Study questions
A) Write out the part of the abstract on Internet partner notification starting at "Conclusions: IPN augmented" and ending at "have been investigated.".
B) List every section heading used in the abstract on Internet partner notification.
C) According to the abstract on Internet partner notification, how many sex partners were investigated via IPN?

Reading text
Background: The Internet has become a common venue for meeting sex partners and planning participation in risky sexual behavior. In this article, we evaluate the first 18 months of the Washington, DC, Department of Health Internet-based Partner Notification (IPN) program for early syphilis infections, using the standard Centers for Disease Control and Prevention (CDC) Disease Investigation Specialist (DIS) disposition codes, as well as Washington, DC, Department of Health's IPN-specific outcomes for pseudonymous partners.
Methods: We analyzed DIS disposition codes and IPN-specific outcomes from all early syphilis investigations initiated January 2007–June 2008. Internet partners were defined as sex partners for whom syphilis exposure notification was initiated by e-mail because no other locating information existed. If the e-mails resulted in additional locating information, we used the standard CDC disposition codes. Alternatively, the following IPN-specific outcomes were used: Informed of Syphilis Exposure, Informed of General STD Exposure, Not Informed or Unable to Confirm Receipt of General STD Exposure.
Results: From the 361 early syphilis patients, a total of 888 sex partners were investigated, of which 381 (43%) were via IPN. IPN led to an 8% increase in the overall number of syphilis patients with at least one treated sex partner, 26% more sex partners being medically examined and treated if necessary, and 83% more sex partners notified of their STD exposure.
Conclusions: IPN augmented traditional syphilis case management and aided in the location, notification, testing, and treatment of partners. Conversely, without IPN, these 381 partners would not have been investigated.

Entries provided

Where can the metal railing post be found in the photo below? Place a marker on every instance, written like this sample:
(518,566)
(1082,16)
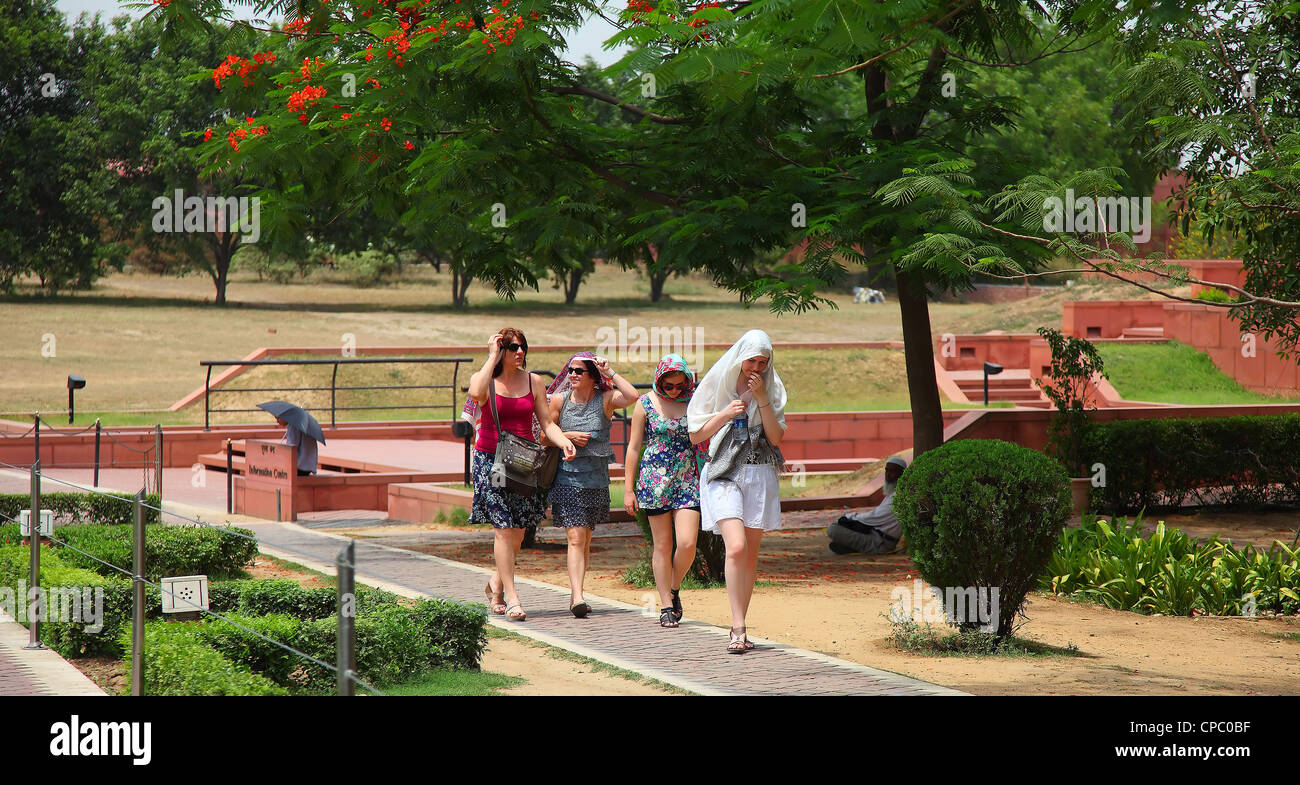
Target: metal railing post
(157,462)
(138,606)
(333,381)
(98,429)
(34,532)
(230,477)
(346,647)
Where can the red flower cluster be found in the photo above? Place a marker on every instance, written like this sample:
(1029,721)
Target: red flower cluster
(304,98)
(308,66)
(233,65)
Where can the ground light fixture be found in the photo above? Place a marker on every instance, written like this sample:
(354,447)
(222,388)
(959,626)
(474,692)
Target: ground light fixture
(44,528)
(185,594)
(74,382)
(989,369)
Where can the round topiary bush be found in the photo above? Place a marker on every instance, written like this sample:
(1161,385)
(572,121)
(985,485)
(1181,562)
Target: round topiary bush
(982,515)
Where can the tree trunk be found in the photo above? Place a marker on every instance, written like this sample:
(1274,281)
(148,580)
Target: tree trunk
(572,282)
(927,416)
(459,286)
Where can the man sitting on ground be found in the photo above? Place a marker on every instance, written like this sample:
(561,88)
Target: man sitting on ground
(872,532)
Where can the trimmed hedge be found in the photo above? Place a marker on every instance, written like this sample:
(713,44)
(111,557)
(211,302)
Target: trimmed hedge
(70,638)
(1160,464)
(85,508)
(180,662)
(982,514)
(216,553)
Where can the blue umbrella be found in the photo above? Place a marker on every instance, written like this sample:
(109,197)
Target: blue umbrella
(295,416)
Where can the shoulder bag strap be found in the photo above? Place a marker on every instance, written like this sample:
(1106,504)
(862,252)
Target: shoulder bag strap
(492,399)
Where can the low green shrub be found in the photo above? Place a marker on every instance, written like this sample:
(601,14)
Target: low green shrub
(252,651)
(180,662)
(72,638)
(216,553)
(85,508)
(1171,573)
(983,515)
(1162,464)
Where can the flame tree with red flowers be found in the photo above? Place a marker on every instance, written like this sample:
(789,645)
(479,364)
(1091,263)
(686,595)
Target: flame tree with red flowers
(744,126)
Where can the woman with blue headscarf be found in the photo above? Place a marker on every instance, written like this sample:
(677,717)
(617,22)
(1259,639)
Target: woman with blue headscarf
(666,480)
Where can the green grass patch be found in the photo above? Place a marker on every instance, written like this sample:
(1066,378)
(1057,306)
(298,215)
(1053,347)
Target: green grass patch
(1173,373)
(455,684)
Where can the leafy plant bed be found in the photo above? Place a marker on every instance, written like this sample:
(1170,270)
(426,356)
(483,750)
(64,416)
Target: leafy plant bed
(1170,573)
(83,508)
(216,553)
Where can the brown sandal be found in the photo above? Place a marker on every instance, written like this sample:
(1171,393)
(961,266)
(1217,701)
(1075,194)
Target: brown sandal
(495,599)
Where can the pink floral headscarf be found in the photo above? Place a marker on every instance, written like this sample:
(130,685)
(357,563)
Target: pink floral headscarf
(674,364)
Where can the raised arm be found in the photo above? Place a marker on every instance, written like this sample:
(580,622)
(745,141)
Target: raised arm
(480,384)
(632,458)
(544,417)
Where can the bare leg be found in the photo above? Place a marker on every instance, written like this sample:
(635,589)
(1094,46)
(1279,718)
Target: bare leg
(580,543)
(753,538)
(735,540)
(687,524)
(661,558)
(505,550)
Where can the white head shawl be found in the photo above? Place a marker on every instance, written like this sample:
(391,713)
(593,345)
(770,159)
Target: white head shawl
(718,389)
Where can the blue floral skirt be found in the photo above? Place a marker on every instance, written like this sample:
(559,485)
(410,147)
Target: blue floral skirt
(501,507)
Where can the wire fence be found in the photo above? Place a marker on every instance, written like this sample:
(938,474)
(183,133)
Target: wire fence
(150,462)
(346,562)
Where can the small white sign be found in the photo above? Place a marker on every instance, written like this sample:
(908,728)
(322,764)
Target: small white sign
(182,594)
(46,527)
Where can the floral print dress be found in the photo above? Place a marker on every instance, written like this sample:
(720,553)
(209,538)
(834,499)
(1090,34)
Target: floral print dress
(668,477)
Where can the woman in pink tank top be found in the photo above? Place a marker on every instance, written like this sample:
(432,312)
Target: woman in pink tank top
(520,397)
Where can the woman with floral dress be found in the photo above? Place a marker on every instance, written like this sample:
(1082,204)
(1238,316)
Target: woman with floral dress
(666,480)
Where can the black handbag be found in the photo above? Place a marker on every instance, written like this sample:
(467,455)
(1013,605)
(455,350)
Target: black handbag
(520,465)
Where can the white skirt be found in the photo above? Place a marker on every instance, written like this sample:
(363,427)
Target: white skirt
(755,498)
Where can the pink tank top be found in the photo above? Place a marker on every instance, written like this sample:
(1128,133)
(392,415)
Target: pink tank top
(516,416)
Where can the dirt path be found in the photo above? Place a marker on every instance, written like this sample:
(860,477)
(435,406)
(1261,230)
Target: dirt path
(836,604)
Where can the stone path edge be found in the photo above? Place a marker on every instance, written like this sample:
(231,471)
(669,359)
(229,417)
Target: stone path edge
(577,649)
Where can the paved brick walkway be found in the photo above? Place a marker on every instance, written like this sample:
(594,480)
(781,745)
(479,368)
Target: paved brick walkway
(37,672)
(692,656)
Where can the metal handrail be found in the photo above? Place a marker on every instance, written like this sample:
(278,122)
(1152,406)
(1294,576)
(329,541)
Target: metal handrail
(208,390)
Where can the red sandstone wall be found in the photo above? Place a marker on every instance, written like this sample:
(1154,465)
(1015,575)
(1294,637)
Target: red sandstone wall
(1213,332)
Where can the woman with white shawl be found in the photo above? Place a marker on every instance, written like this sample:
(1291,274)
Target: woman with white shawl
(740,410)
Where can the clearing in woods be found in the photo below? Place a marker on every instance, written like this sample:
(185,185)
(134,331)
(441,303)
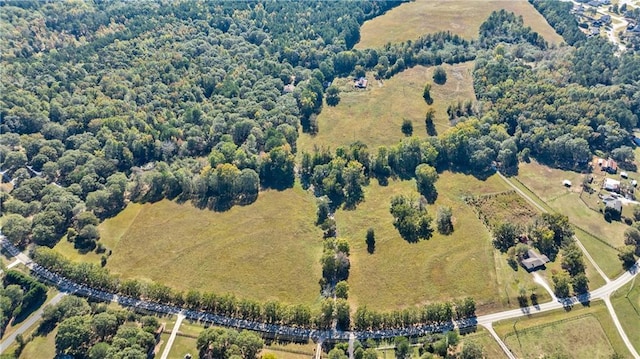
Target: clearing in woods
(374,116)
(267,250)
(463,17)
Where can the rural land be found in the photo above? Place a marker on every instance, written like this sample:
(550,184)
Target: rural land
(319,179)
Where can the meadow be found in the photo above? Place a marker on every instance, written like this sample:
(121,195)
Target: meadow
(268,250)
(462,17)
(374,116)
(626,303)
(582,332)
(441,268)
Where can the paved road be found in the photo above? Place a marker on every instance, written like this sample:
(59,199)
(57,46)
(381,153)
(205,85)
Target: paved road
(495,336)
(625,338)
(8,341)
(172,338)
(66,285)
(544,210)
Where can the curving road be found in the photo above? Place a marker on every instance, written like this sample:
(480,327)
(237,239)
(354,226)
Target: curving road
(66,285)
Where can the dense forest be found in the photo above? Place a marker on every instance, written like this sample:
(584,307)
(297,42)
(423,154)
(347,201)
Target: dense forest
(103,103)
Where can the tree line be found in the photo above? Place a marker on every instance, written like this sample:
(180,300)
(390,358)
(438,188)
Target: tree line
(271,312)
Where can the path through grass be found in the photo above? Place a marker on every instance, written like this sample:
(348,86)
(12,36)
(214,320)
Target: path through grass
(268,250)
(374,116)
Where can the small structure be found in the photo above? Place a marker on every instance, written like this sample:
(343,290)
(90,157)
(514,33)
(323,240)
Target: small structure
(611,185)
(608,165)
(361,83)
(614,204)
(289,88)
(534,260)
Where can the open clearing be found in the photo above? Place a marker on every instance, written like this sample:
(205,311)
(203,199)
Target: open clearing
(509,206)
(374,116)
(268,250)
(463,17)
(626,302)
(441,268)
(582,332)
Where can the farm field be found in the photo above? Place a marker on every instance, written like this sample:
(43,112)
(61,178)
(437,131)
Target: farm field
(243,251)
(374,116)
(626,303)
(546,183)
(579,333)
(41,347)
(441,268)
(463,17)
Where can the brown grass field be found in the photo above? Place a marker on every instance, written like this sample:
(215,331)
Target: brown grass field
(582,332)
(546,183)
(505,207)
(441,268)
(463,17)
(268,250)
(374,116)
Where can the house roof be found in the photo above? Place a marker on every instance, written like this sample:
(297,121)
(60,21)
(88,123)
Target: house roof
(534,260)
(610,183)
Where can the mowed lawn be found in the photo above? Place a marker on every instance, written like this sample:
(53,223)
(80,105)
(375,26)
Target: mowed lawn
(462,17)
(399,273)
(582,332)
(626,302)
(267,250)
(374,116)
(546,183)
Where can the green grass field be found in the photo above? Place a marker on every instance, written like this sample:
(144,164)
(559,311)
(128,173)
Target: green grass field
(463,17)
(582,332)
(374,116)
(268,250)
(490,347)
(40,347)
(626,302)
(546,183)
(441,268)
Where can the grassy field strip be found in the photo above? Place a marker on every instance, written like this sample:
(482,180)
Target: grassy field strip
(462,17)
(441,268)
(241,251)
(584,250)
(606,256)
(626,302)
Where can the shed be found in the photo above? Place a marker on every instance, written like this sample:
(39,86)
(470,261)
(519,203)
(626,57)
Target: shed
(534,260)
(615,205)
(611,185)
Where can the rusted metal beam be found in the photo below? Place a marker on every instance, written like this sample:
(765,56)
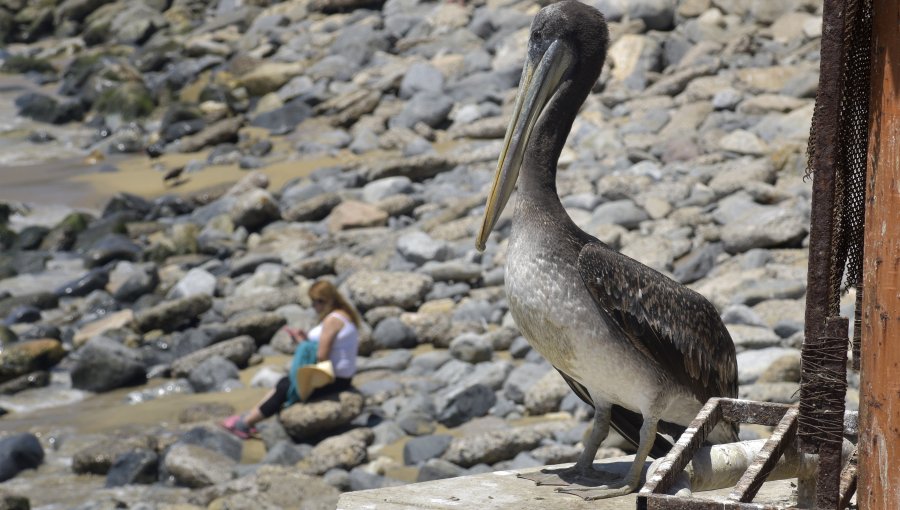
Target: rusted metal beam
(825,138)
(664,502)
(831,382)
(848,480)
(683,451)
(879,442)
(765,460)
(756,413)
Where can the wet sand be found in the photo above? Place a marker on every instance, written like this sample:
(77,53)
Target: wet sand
(83,183)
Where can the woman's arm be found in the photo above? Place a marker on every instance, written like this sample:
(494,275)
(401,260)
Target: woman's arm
(331,326)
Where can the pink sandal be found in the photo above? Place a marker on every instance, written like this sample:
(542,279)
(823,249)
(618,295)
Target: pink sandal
(235,424)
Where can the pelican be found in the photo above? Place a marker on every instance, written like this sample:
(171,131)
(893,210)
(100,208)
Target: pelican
(644,351)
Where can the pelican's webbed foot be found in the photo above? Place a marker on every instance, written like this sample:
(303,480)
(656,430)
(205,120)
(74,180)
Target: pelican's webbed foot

Responses in order
A)
Conclusions: IPN augmented traditional syphilis case management and aided in the location, notification, testing, and treatment of partners. Conversely, without IPN, these 381 partners would not have been investigated.

B)
Background
Methods
Results
Conclusions

C) 381 (43%)